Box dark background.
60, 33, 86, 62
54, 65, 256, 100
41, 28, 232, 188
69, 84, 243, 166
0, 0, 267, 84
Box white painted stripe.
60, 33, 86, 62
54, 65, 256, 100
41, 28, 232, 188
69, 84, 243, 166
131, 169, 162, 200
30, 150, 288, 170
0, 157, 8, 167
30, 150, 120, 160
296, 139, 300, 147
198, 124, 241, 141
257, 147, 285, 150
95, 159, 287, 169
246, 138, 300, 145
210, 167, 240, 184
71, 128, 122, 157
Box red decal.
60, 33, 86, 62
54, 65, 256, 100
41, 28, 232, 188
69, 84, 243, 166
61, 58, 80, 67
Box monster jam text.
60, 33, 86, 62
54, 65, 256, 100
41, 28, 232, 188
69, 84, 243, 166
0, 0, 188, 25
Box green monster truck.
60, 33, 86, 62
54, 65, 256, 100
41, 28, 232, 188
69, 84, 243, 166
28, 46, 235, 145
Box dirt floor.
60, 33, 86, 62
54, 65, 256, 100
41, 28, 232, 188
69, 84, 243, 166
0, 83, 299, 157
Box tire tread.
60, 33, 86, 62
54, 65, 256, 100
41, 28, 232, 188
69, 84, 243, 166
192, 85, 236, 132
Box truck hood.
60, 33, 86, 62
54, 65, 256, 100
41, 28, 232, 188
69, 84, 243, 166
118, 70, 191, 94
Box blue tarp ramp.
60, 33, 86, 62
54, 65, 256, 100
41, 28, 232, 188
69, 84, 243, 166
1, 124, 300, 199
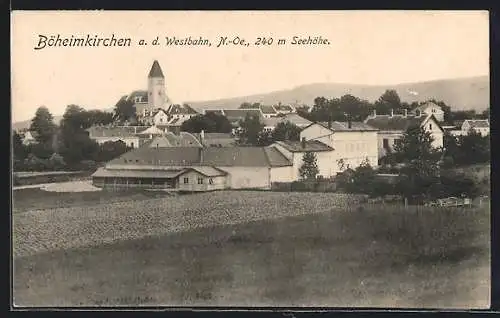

• • • •

Problem to solve:
Each line holding the word "monster" must be copied from the data.

Written answer:
Box monster jam text.
Box green monster truck.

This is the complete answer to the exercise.